### EXERCISE AIM
Please continue the news story about Chattanooga's spring pollen and allergies, picking up after its final sentence.

::: DOCUMENT SEGMENT :::

According to the Air Pollution Control Bureau, Thursday's tree pollen count is 121 to begin the spring season. This is in the "Extremely Heavy" category which starts at 120, keeping Chattanooga on the map as one of the allergy capitals of the country.

"We're #3 in the nation in allergy capitals in the spring," says Dr. Marc Cromie of the Chattanooga Allergy Clinic.

Peak season for outdoor allergies is upon us and Cromie says there's is an easy explanation as to why The Scenic City is near the top rank.

"We have a tremendous amount of pollinating species of trees in Chattanooga that's huge compared to anywhere in the United States," explains Cromie. "Anywhere in the world, actually."

Plus, the city lies in a valley making it easy to trap pollen. Shots and prescription medications can help some people but pollen is impossible to avoid here.

Kathy Windham learned this the hard way. After moving from eastern Alabama her allergies went from mild to wild almost immediately. This, on top of her asthma, was making it harder for her to do her gardening. But when it caused a serious health scare she decided to get help at the clinic a few years ago.

"It got to the point where I thought I had pneumonia and come right here and they checked that out," says Windham. "And my son said, Mom, you really need to get some help."

Windham's been on a treatment plan ever since and is doing great, even weaning herself almost completely off her inhaler.

"I'm getting some plants and heading out to work in my yard," says Windham with a big smile.

::: DATA FOR REVIEW :::

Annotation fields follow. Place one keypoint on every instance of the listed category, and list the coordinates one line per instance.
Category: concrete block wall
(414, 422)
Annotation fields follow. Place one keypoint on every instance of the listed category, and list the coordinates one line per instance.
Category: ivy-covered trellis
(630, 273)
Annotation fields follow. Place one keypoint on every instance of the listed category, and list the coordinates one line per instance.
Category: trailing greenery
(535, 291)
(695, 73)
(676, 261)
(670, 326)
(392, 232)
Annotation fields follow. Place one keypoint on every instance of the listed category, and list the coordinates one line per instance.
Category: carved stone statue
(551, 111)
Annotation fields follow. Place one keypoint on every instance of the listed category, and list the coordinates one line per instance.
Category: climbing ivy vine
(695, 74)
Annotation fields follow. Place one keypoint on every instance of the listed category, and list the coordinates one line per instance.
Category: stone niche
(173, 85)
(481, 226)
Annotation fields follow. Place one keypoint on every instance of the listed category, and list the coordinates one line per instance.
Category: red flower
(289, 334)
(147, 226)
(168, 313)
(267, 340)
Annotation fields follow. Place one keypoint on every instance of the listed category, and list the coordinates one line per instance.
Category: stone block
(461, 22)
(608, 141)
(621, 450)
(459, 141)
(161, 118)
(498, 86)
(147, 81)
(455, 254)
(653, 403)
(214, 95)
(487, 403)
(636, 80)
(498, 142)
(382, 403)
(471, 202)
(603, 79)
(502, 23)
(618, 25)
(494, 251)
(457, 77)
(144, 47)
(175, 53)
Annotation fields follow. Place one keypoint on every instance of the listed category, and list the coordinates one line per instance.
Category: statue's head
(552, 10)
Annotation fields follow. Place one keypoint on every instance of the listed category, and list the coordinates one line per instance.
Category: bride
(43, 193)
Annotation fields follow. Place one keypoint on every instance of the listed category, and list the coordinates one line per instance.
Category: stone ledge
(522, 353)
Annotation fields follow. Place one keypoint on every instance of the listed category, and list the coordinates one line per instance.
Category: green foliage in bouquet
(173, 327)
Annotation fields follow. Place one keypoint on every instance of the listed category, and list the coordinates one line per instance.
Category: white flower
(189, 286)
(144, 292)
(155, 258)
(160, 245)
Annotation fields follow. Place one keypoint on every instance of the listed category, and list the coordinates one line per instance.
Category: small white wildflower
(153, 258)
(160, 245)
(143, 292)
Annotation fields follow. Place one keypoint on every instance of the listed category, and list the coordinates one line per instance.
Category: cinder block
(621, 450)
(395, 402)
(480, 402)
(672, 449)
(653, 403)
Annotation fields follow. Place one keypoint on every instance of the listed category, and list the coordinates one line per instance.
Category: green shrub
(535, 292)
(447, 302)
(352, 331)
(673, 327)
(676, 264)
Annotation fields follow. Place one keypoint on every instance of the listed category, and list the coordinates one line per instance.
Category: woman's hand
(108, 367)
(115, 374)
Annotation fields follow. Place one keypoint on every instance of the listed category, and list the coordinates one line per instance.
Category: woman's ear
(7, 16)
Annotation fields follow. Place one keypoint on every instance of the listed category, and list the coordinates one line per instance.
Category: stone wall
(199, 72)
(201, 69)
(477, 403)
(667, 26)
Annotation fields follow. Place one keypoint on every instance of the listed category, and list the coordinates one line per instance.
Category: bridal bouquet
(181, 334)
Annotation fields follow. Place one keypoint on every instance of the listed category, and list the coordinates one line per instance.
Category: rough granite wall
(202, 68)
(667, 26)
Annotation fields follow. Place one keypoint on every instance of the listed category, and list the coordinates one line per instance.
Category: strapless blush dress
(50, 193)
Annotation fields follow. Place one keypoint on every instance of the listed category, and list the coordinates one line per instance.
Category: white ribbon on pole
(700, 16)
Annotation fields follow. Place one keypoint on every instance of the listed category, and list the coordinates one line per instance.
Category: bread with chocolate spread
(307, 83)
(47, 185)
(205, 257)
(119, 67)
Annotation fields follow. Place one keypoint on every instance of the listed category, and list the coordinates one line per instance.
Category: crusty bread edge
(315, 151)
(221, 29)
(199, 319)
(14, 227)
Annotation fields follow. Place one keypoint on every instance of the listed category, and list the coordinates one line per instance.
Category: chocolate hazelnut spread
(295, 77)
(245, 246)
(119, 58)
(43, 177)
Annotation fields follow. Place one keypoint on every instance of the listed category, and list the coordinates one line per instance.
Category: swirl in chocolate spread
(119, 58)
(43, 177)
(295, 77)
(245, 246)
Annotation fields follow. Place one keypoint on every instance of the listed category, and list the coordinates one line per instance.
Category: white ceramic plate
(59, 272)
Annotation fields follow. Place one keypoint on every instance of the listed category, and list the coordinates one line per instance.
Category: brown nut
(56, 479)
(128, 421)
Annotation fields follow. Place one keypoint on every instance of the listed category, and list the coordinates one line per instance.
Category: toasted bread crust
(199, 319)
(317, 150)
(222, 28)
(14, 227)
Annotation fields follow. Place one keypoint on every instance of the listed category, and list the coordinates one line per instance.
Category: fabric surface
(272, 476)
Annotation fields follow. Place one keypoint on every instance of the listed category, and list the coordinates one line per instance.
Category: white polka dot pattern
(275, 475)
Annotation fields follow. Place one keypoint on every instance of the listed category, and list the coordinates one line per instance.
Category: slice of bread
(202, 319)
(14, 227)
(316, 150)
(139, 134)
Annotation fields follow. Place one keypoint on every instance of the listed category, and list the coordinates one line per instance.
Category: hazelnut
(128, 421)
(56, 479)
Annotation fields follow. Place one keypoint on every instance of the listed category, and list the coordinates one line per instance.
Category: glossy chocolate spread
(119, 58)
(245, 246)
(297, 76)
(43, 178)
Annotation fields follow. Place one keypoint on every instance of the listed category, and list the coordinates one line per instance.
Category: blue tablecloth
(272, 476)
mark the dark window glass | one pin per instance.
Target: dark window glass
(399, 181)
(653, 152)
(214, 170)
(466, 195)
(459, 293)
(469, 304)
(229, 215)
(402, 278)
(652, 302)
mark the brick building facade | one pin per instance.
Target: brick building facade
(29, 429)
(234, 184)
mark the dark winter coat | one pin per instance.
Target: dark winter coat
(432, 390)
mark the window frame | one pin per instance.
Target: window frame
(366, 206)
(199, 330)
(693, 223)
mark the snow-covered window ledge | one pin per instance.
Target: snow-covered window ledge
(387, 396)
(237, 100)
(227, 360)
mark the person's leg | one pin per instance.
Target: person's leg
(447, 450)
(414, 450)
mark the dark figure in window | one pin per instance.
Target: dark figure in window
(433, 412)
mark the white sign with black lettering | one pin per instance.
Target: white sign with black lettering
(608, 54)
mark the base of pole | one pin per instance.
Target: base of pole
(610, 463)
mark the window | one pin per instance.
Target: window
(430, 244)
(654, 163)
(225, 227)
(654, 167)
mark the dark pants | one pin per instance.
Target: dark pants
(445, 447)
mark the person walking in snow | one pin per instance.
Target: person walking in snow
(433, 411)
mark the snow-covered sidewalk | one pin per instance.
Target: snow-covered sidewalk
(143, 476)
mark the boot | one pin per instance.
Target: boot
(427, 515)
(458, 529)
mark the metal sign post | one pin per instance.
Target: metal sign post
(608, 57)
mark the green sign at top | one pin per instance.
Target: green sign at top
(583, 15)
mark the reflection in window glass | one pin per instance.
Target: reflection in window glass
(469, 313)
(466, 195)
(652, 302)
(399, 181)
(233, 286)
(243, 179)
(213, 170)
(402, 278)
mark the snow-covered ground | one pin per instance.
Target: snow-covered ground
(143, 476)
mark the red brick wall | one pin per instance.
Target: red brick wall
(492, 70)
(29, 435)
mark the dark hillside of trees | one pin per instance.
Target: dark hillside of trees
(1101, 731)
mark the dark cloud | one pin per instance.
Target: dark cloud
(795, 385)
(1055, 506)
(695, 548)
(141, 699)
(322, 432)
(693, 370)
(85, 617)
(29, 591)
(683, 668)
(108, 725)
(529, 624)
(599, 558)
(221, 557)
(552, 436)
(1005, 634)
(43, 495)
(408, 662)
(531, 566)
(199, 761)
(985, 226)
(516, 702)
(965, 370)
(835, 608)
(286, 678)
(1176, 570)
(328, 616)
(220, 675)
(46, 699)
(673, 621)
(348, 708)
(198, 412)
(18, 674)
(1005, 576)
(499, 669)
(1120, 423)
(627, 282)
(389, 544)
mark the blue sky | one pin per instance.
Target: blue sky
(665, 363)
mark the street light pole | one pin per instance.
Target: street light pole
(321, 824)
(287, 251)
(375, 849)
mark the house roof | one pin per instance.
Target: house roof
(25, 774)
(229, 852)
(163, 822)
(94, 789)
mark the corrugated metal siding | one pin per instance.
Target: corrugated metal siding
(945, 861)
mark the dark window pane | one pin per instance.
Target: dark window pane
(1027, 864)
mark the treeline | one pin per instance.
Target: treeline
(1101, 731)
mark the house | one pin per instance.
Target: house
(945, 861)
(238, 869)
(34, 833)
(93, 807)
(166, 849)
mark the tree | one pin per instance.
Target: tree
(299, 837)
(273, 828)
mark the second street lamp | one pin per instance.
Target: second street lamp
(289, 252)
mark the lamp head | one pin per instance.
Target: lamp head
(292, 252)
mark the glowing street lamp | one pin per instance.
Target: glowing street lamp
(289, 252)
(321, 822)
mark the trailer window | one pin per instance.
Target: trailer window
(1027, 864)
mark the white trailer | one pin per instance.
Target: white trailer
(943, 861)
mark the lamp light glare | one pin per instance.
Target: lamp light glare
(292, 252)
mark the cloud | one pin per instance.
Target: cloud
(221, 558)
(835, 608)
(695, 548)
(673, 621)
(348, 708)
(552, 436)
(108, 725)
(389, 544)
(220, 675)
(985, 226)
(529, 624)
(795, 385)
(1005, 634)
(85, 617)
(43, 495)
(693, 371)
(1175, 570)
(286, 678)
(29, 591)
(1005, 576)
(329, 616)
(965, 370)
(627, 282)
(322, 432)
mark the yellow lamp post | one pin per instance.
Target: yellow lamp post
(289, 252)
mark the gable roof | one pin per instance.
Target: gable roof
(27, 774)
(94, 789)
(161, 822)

:::

### ANSWER BELOW
But what about people from Chattanooga or nearby areas who don't display typical allergy symptoms like constant coughing, sneezing, and itchy eyes until later in life? Cromie says for them it could just be a matter of time.

"Sub-therapeutically suffering for years. They've had symptoms, it just hasn't been terrible," says Cromie.

Symptoms possibly mistaken as a simple cold or sinus infection.

If you think you have outdoor allergies, Cromie urges you to see a specialist sooner rather than later.

"It's the beginning of the storm," states Cromie. "The pollen count, whether it's 100 or 500, is low compared to the way it's going to be."

He goes on to say that if you don't have insurance you can try over-the-counter medicines. There's a new one available called Nasacort which is a nasal spray. If you do have insurance but a visit to an allergy specialist scares you because of getting shots, Cromie says that the needles used for allergies are small and don't hurt much. He adds that, as an alternative, a tablet should become available by subscription beginning next month to treat grass and ragweed allergies which typically rise in the summer and fall, respectively.